課題:
1 > 出典によると、上面層(B1)上にコート層(D)を設けるのはどのような観点からか。
2 > 出典の一部を書き写せ。「本発明の積層フィルムが延伸フ」を含む語句から始め、「図2は、コート層(D)が設けられた積層フィルム12を例示する。」の後で止めること。

例えば、片面の一部に溶融樹脂を積層する際、上面層B1の表面に溶融樹脂が矢印の方向に熱圧着され、樹脂層1aが設けられる。このとき、結晶性樹脂を含む各層は熱収縮し、加熱された上面層B1側の面が凹む、つまり正カールが生じる。しかし、本発明の積層フィルムでは、正カールだけでなく、下面層B2と上面層B1の収縮差による逆カールがさらに発生する。製造時に生じた逆カールと接着時に生じた逆カールにより正カールが打ち消され、正カールが低減する。
本発明の積層フィルムが延伸フィルムである場合、残留応力によって正カールがより生じやすい。しかし、本発明の積層フィルムによれば、アニール処理によらず、正カールを低減させることができるため、アニール処理工程を不要にでき、生産プロセスの効率化及び低コスト化に貢献できる。また、本発明の積層フィルムによれば、上面層(B1)及び下面層(B2)中の非晶性樹脂の含有量によってカールを容易に制御することができる。
なお、製造時に生じた逆カールだけでなく、製造後の加熱処理時に生じる追加の逆カールによっても、正カールを打ち消すことができるため、製造時に生じる逆カールを低めに設定することが可能となる。これにより、製造時で生じた逆カールがその後の積層フィルムの取扱性に与える影響を低減できる。
本発明はどのような構造の積層フィルムにおいても上記の効果を発揮するが、フィルム内部に残存応力を有する場合、例えば積層フィルムが延伸フィルムを含む場合や、延伸後にアニーリング処理されていないフィルムを含む場合に特に顕著な効果が得られる。具体的には、縦方向(MD:Machine Direction)の延伸倍率が2倍以上である延伸フィルムを含む積層フィルム、なかでも当該延伸フィルムを通常厚みの割合が大きい基材層として含む積層フィルムに、本発明は好適である。
上述した上面層(B1)、基材層(A)及び下面層(B2)以外にも、本発明の積層フィルムは、必要に応じて他の層を有することができる。例えば、本発明の積層フィルムは、印刷に用いられるインクとの密着性を高める観点から、上面層(B1)上にコート層(D)を有することができる。なお、コート層(D)は、下面層(B2)上に設けられてもよい。
図2は、コート層(D)が設けられた積層フィルム12を例示する。
積層フィルム12は、基材層Aと、基材層Aの両面に上面層B1及び下面層B2とを備える。積層フィルム12の例において、上面層B1上にはコート層Dが設けられる。
このコート層D上に印刷を施すことにより、印刷層2が形成され得る。印刷層2は、印刷によって転写されたインク成分からなる。また、コート層D上には、溶融接着される樹脂層3が設けられ得る。樹脂層3は、例えば片面の一部に溶融状態で積層することにより、デコレーション用に設けられた熱可塑性樹脂や、ホットメルト型の接着剤、又はラベルの接着面に使用されるヒートシール樹脂等の層である。加工の容易性の観点からは、樹脂層3に用いられる樹脂は低融点を有する熱可塑性樹脂であることが好ましい。

データ抜粋:
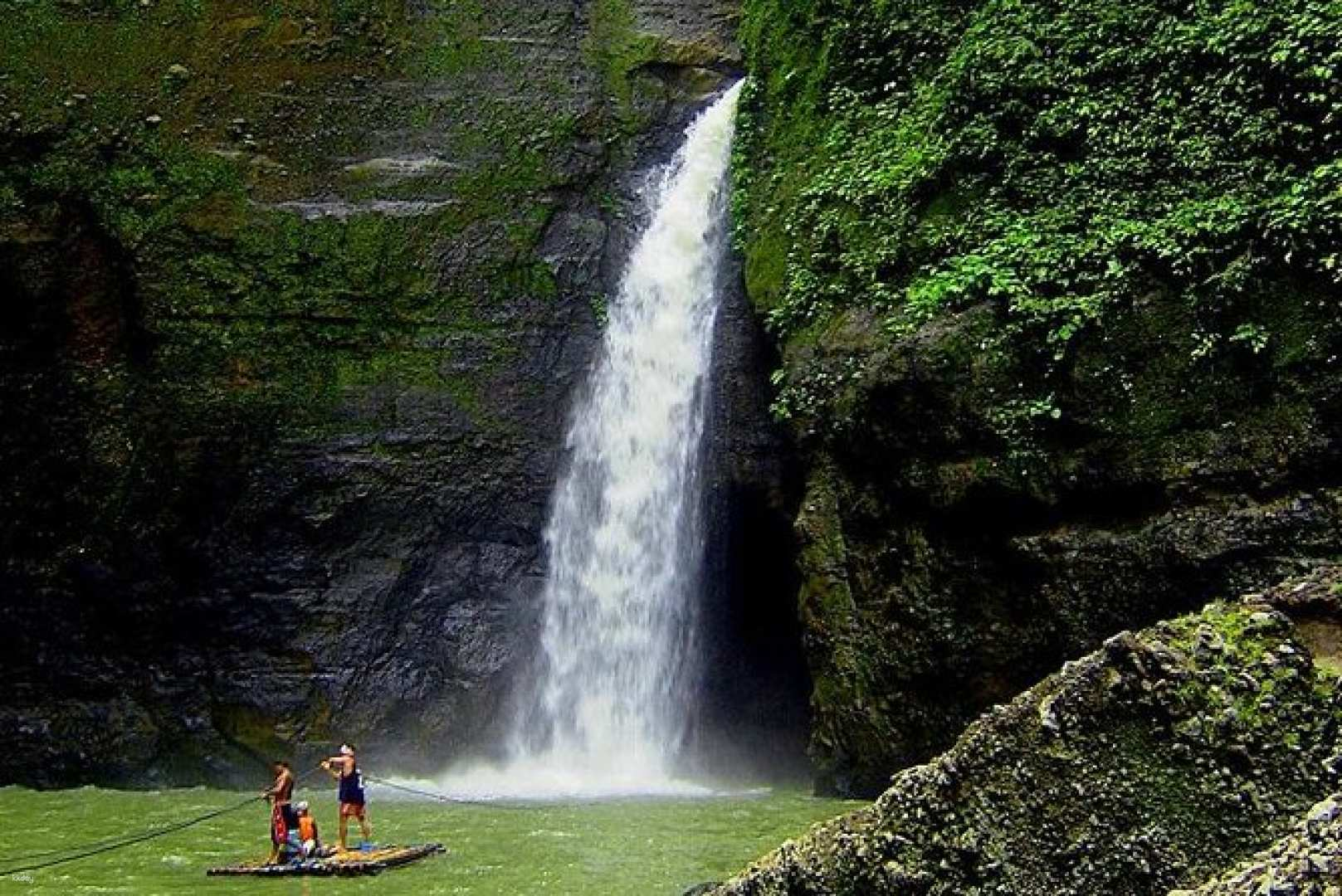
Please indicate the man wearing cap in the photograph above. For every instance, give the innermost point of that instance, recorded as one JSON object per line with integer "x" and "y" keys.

解答一覧:
1 > 印刷に用いられるインクとの密着性を高める観点からである。

2 >
本発明の積層フィルムが延伸フィルムである場合、残留応力によって正カールがより生じやすい。しかし、本発明の積層フィルムによれば、アニール処理によらず、正カールを低減させることができるため、アニール処理工程を不要にでき、生産プロセスの効率化及び低コスト化に貢献できる。また、本発明の積層フィルムによれば、上面層(B1)及び下面層(B2)中の非晶性樹脂の含有量によってカールを容易に制御することができる。
なお、製造時に生じた逆カールだけでなく、製造後の加熱処理時に生じる追加の逆カールによっても、正カールを打ち消すことができるため、製造時に生じる逆カールを低めに設定することが可能となる。これにより、製造時で生じた逆カールがその後の積層フィルムの取扱性に与える影響を低減できる。
本発明はどのような構造の積層フィルムにおいても上記の効果を発揮するが、フィルム内部に残存応力を有する場合、例えば積層フィルムが延伸フィルムを含む場合や、延伸後にアニーリング処理されていないフィルムを含む場合に特に顕著な効果が得られる。具体的には、縦方向(MD:Machine Direction)の延伸倍率が2倍以上である延伸フィルムを含む積層フィルム、なかでも当該延伸フィルムを通常厚みの割合が大きい基材層として含む積層フィルムに、本発明は好適である。
上述した上面層(B1)、基材層(A)及び下面層(B2)以外にも、本発明の積層フィルムは、必要に応じて他の層を有することができる。例えば、本発明の積層フィルムは、印刷に用いられるインクとの密着性を高める観点から、上面層(B1)上にコート層(D)を有することができる。なお、コート層(D)は、下面層(B2)上に設けられてもよい。
図2は、コート層(D)が設けられた積層フィルム12を例示する。